(Referring expression grounding data)
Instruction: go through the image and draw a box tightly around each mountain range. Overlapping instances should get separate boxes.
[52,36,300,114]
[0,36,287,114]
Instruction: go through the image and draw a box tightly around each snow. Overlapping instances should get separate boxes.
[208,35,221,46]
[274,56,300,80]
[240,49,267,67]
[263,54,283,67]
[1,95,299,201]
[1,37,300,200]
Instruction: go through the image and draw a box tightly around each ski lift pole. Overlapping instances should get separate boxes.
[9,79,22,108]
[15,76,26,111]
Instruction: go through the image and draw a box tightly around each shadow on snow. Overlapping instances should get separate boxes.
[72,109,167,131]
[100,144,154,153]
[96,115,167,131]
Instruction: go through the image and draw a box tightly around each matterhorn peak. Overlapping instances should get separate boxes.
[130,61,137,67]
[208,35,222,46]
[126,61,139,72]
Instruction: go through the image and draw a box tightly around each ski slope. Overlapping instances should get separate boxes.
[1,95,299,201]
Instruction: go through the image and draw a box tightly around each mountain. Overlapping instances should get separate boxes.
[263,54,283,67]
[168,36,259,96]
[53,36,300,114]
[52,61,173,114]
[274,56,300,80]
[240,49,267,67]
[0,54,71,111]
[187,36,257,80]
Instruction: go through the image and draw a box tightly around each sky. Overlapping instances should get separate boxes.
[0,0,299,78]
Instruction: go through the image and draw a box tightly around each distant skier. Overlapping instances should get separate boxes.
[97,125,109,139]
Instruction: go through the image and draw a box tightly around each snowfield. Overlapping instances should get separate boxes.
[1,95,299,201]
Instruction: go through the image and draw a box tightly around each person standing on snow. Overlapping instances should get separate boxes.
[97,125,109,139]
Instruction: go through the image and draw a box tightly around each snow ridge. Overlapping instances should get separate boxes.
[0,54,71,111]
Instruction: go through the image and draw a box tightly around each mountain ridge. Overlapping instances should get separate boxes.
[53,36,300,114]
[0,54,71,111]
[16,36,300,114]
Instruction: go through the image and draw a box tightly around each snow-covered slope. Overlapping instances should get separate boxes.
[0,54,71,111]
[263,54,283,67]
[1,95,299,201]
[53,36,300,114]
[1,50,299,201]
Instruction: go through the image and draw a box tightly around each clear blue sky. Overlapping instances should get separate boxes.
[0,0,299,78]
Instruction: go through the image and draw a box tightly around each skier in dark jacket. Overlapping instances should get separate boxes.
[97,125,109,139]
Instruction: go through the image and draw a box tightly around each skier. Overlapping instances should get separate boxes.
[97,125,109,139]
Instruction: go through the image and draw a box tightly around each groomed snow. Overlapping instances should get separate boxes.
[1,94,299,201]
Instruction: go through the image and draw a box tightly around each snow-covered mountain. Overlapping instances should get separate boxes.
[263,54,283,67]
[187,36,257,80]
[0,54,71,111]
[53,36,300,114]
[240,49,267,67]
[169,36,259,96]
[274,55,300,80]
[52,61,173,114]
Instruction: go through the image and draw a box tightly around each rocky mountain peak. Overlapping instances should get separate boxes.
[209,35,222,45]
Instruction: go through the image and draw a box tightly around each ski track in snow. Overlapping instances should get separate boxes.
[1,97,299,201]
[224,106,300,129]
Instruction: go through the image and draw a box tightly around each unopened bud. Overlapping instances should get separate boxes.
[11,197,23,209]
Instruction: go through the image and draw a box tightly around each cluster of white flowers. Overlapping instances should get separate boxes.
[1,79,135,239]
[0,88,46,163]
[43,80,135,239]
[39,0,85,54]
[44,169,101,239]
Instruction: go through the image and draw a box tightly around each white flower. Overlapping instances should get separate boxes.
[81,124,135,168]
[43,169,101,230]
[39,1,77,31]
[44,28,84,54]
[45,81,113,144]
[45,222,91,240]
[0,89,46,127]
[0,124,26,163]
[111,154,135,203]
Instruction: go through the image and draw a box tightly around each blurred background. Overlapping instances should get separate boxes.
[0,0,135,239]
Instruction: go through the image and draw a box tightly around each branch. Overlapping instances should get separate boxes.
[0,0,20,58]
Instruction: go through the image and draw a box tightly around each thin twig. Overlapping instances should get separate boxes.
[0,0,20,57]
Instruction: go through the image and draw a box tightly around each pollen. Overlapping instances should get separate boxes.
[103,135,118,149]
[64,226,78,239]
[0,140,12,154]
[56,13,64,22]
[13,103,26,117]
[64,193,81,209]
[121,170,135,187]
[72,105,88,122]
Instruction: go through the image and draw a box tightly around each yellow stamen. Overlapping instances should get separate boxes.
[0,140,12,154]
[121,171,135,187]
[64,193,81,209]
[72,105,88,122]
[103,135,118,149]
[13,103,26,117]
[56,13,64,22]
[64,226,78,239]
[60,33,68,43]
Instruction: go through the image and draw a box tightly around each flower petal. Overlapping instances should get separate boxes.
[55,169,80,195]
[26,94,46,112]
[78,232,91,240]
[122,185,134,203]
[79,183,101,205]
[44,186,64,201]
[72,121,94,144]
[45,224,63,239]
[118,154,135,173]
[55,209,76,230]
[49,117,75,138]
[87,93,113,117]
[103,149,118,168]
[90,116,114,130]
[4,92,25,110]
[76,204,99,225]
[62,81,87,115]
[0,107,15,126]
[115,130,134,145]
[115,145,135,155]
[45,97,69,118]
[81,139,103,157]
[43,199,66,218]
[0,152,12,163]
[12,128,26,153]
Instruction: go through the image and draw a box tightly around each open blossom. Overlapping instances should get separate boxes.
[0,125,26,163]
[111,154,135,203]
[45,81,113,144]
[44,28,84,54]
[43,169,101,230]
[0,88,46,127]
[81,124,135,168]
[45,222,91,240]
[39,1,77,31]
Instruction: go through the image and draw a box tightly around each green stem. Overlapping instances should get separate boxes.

### WHAT THE TASK REQUIRES
Every entry, from first to last, is to be reproduced exactly.

### OUTPUT OF THE EXERCISE
Instruction: go through the image and draw a box tightly around each mountain range. Overlapping instances should get separate boxes.
[52,36,300,114]
[0,36,287,114]
Instruction: go through the image and draw a box tightly around each snow. Overlapping instances should get separate boxes.
[208,35,221,46]
[274,56,300,80]
[240,49,267,67]
[263,54,283,67]
[1,95,299,201]
[1,37,300,200]
Instruction: go through the image and draw a box tightly around each ski lift pole. Overlapping instances should get separate boxes.
[9,79,22,108]
[15,76,26,111]
Instruction: go through the image and draw a box tightly around each shadow on snow. Overlapping instances should get separate boxes.
[72,109,167,131]
[100,144,154,153]
[96,115,167,131]
Instruction: go through the image and draw a box tightly around each matterhorn peak. Overlapping instances should get separate boxes.
[130,61,137,67]
[208,35,222,46]
[126,61,139,72]
Instruction: go through the image and draw a box tightly around each ski slope. Overlapping instances should get separate boxes.
[1,95,299,201]
Instruction: go through the image and draw a box tightly around each mountain. Overlapping instances should get separate boxes.
[263,54,283,67]
[168,36,259,96]
[53,36,300,114]
[52,61,173,114]
[274,56,300,80]
[240,49,267,67]
[0,54,71,111]
[187,36,257,80]
Instruction: go through the image and draw a box tightly around each sky. Overlapping instances should get separate boxes.
[0,0,299,78]
Instruction: go through the image and draw a box tightly around each distant skier. Overlapping instances should get separate boxes.
[97,125,109,139]
Instruction: go through the image and draw a box tightly around each snowfield. Overlapping instances should get separate boxes.
[1,95,299,201]
Instruction: go through the image and draw a box tightly around each person standing on snow. Overlapping instances should get separate boxes.
[97,125,109,139]
Instruction: go through the image and draw a box tightly around each snow ridge. Overlapping instances should get separate boxes.
[0,54,71,111]
Instruction: go through the image and draw a box tightly around each mountain ridge. Overlapping instances should get separate boxes.
[53,36,300,114]
[0,54,71,111]
[16,36,300,114]
Instruction: go through the image and draw a box tightly around each snow-covered slope. Overlapping instances should get separate boxes.
[0,54,71,111]
[263,54,283,67]
[1,95,299,201]
[53,36,300,114]
[1,50,299,201]
Instruction: go through the image and draw a box tightly around each clear blue sky. Overlapping instances should get separate boxes.
[0,0,299,78]
Instruction: go through the image and draw a box tightly around each skier in dark jacket. Overlapping instances should get separate boxes.
[97,125,109,139]
Instruction: go through the image and draw a box tightly around each skier. Overlapping instances should get separate boxes.
[97,125,109,139]
Instruction: go through the image and draw a box tightly around each groomed snow. Overlapping instances should get separate boxes.
[1,94,299,201]
Instruction: go through the image and draw a box tightly around each snow-covered mountain. Overlapping instances should get separate boxes.
[263,54,283,67]
[187,36,257,80]
[0,54,71,111]
[53,36,300,114]
[240,49,267,67]
[169,36,259,96]
[274,55,300,80]
[52,61,173,114]
Instruction: go through the image and draw a box tightly around each rocky mountain peak. Overlapping instances should get separate boxes.
[209,35,222,45]
Instruction: go through the image and draw a box tightly around each ski track in snow. Overlapping instances should get separate boxes.
[1,97,299,201]
[224,106,300,129]
Instruction: go through the image and draw a box tightly around each unopened bud. Overlapping instances should get separate boxes.
[11,197,23,209]
Instruction: go through the image and draw a box tightly around each cluster of white flowers. Overlapping instances should get separate boxes.
[1,79,135,239]
[0,88,46,163]
[43,80,135,239]
[39,0,85,54]
[44,169,101,239]
Instruction: go through the image and draw a box tightly around each white flower. Overlapping instances should get separate boxes.
[81,124,135,168]
[43,169,101,230]
[39,1,77,31]
[44,28,84,54]
[45,81,113,144]
[45,222,91,240]
[0,89,46,127]
[0,124,26,163]
[111,154,135,203]
Instruction: go through the image and draw a box tightly around each blurred background. Overlapping instances should get separate boxes.
[0,0,135,239]
Instruction: go through the image and draw a box tightly around each branch. Overlapping instances should get separate boxes.
[0,0,20,58]
Instruction: go through the image and draw a box tightly around each thin twig. Overlapping instances should get separate boxes.
[0,0,20,57]
Instruction: go through the image and draw a box tightly around each pollen. Overlapping instances should get separate boxes.
[103,135,118,149]
[64,226,78,239]
[0,140,12,154]
[56,13,64,22]
[13,103,26,117]
[64,193,81,209]
[121,170,135,187]
[72,105,88,122]
Instruction: go through the image and draw a box tightly around each yellow stamen. Overlapping instances should get separate boxes.
[0,140,12,154]
[121,171,135,187]
[64,193,81,209]
[72,105,88,122]
[103,135,118,149]
[13,103,26,117]
[56,13,64,22]
[64,226,78,239]
[60,33,68,43]
Instruction: go through the image and draw a box tightly around each flower petal. Overlapping instances should get separate boxes.
[55,169,80,195]
[26,94,46,112]
[78,232,91,240]
[122,185,134,203]
[79,183,101,205]
[44,186,64,201]
[72,121,94,144]
[45,224,63,239]
[118,154,135,173]
[55,209,76,230]
[49,117,75,138]
[87,93,113,117]
[103,149,118,168]
[90,116,114,130]
[4,92,25,110]
[76,204,99,225]
[62,81,87,115]
[0,107,15,126]
[115,130,134,145]
[115,145,135,155]
[45,97,69,118]
[81,139,103,157]
[43,199,66,218]
[0,152,12,163]
[12,128,26,153]
Instruction: go through the image and draw a box tightly around each open blossom. Overlapping instances should get separate boxes.
[0,125,26,163]
[111,154,135,203]
[45,81,113,144]
[44,28,84,54]
[43,169,101,230]
[0,88,46,127]
[81,124,135,168]
[45,222,91,240]
[39,1,77,31]
Instruction: go through the image and draw a box tightly around each green stem. Overlapping instances should get separate boxes.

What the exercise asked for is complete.